**Task details**
Print the lines of the listing from the one containing "Where can you spot the turquoise" through the one containing "pixel 116 293", inclusive, reproducing them exactly.

**Records for this task**
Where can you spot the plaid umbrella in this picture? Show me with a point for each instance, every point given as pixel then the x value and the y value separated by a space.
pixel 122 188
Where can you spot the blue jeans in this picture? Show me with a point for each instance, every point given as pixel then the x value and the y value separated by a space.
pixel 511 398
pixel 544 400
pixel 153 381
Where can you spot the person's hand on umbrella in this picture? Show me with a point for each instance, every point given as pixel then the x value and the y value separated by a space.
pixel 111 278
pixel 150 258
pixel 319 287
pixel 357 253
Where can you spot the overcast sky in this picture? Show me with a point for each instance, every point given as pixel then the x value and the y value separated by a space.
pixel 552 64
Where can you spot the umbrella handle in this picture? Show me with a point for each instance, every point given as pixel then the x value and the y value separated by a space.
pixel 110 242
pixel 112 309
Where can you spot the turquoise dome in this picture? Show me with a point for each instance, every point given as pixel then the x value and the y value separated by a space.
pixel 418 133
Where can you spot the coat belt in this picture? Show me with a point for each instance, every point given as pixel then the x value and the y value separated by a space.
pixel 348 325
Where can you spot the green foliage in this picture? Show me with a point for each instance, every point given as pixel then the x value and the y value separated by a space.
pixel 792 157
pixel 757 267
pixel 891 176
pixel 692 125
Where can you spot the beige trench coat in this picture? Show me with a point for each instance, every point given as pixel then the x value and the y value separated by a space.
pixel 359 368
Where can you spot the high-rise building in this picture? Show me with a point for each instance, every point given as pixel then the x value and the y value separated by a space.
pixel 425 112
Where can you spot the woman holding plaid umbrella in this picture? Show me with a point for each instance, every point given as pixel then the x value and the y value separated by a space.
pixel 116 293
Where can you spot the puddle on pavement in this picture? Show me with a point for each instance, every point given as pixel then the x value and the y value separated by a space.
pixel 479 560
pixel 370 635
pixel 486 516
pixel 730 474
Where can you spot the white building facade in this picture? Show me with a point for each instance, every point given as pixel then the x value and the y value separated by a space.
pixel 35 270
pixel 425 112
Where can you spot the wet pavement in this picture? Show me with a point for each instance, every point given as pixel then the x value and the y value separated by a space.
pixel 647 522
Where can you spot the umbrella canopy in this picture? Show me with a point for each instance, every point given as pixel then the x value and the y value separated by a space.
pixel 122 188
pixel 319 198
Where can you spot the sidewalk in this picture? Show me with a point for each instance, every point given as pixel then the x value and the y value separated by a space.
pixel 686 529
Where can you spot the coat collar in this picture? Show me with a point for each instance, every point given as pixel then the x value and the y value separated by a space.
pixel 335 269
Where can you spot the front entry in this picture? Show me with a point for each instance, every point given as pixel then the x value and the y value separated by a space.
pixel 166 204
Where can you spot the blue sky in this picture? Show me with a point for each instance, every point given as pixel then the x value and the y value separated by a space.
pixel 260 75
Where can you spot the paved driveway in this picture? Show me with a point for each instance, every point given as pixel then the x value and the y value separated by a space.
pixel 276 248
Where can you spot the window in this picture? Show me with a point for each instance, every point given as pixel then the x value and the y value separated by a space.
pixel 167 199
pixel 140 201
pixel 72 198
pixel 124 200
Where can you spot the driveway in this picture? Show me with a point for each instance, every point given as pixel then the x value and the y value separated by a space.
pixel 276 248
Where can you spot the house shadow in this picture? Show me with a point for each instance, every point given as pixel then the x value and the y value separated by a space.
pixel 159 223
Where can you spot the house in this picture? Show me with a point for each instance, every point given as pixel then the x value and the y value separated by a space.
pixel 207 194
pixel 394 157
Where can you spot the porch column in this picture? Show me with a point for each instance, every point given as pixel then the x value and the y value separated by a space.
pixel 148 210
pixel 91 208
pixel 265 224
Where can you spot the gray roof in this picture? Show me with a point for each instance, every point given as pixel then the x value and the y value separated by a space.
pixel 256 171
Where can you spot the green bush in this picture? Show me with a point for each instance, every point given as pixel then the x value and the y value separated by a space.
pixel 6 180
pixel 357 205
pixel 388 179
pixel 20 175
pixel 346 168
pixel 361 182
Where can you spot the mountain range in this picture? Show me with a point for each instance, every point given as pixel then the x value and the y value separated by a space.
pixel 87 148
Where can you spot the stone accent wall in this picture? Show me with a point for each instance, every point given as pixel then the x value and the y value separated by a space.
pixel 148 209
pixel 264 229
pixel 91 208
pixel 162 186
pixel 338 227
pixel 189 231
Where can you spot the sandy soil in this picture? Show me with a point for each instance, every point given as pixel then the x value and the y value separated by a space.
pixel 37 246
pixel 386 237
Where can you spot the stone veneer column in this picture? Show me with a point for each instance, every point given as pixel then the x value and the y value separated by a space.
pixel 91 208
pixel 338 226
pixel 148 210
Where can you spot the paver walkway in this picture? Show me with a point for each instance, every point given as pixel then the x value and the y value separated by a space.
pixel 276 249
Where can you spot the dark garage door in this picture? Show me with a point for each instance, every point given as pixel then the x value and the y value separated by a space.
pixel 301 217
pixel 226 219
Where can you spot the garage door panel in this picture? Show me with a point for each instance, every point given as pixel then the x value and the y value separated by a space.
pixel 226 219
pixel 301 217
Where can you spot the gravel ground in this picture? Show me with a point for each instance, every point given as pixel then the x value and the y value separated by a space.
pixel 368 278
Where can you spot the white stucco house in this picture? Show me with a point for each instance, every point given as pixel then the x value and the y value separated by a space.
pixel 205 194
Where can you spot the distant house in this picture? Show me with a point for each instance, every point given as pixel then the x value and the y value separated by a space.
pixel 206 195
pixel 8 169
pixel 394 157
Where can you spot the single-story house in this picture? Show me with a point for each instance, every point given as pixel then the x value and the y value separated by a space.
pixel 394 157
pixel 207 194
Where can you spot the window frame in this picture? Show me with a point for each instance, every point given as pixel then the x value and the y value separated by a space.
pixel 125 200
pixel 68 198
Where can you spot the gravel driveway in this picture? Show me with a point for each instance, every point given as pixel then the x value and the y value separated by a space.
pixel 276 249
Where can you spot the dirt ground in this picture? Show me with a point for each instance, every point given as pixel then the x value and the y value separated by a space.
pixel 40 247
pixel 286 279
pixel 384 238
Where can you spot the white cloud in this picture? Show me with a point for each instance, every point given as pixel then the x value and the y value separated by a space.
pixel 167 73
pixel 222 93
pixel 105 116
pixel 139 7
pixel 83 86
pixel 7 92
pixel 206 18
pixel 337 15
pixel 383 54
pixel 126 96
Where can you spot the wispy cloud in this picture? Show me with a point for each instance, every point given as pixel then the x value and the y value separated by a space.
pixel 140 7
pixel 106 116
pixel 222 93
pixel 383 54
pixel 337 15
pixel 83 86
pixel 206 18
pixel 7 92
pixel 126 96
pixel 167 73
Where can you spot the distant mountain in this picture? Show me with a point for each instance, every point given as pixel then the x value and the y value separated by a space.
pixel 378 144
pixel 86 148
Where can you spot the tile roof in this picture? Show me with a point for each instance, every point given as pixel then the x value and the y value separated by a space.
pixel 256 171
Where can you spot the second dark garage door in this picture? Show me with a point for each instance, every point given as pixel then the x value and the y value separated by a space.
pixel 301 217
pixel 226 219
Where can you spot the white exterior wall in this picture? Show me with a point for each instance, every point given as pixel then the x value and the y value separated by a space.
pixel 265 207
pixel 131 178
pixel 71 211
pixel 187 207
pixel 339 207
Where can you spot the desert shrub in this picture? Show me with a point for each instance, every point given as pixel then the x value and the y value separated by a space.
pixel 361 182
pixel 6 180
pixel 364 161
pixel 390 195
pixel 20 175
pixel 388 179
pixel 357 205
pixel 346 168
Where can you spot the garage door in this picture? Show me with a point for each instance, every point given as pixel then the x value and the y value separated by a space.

**Response**
Where can you spot the turquoise dome in this picture? Show me with a point for each instance, every point given as pixel then the x value and the y value separated by a space.
pixel 418 133
Where can you spot the coat belt in this picture? Show me with a point for each instance, every point given as pixel then the x value and the y value separated by a space.
pixel 348 325
Where can you spot the green foliage in this picture? Show me with a point for each instance, every point given as pixel then the x value and the y value separated by a space.
pixel 792 157
pixel 757 267
pixel 891 176
pixel 692 125
Where can you spot the beige trench coat in this picture? Show me with a point for each instance, every point given as pixel then the x value and the y value separated by a space.
pixel 359 368
Where can you spot the high-rise building in this picture? Show me with a point for each instance, every point given as pixel then the x value and the y value separated by a space.
pixel 425 112
Where can you spot the woman holding plaid umbrella in this picture? Show me with a point for each instance, every point given as pixel then the x value and the y value separated by a space.
pixel 116 293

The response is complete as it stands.